Task statement: Could you print the entries below exactly, starting at the line that contains "Could you please pick out the doorway" and stopping after the last one?

Image point grounding data
==============================
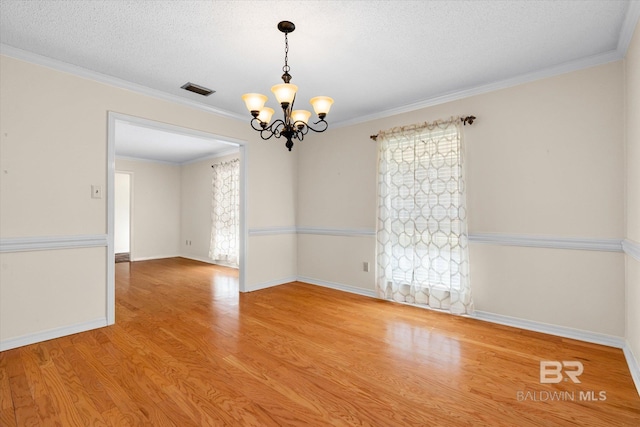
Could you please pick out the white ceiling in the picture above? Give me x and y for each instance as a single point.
(143, 142)
(374, 58)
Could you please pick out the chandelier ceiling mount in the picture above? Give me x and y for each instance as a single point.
(295, 124)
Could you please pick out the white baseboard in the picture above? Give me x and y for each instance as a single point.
(338, 286)
(546, 328)
(51, 334)
(634, 367)
(270, 283)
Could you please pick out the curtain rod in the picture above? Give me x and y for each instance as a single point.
(464, 120)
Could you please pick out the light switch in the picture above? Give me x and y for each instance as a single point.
(96, 191)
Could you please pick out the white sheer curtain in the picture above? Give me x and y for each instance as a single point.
(422, 229)
(225, 213)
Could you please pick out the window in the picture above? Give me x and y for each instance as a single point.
(422, 232)
(225, 213)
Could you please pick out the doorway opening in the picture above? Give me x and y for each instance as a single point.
(180, 154)
(122, 216)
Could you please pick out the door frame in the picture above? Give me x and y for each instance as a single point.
(113, 119)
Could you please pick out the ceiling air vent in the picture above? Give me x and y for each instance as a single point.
(200, 90)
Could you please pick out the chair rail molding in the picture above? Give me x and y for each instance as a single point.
(631, 248)
(44, 243)
(549, 242)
==============================
Solution to the problem:
Could you please pick out the doorway opening in the picture above? Give me x and y for each instance as a single point.
(180, 154)
(122, 216)
Could you please pick out the door frame in the picture above? Give me x and y for each instance as a single point.
(113, 119)
Could you please pick out the ceiling air vent in the picture above? Give me x and y for each instance as a single point.
(200, 90)
Could you please pick out the chair rail molding in the picture above? Give me x and y for each instance as a single point.
(631, 248)
(44, 243)
(549, 242)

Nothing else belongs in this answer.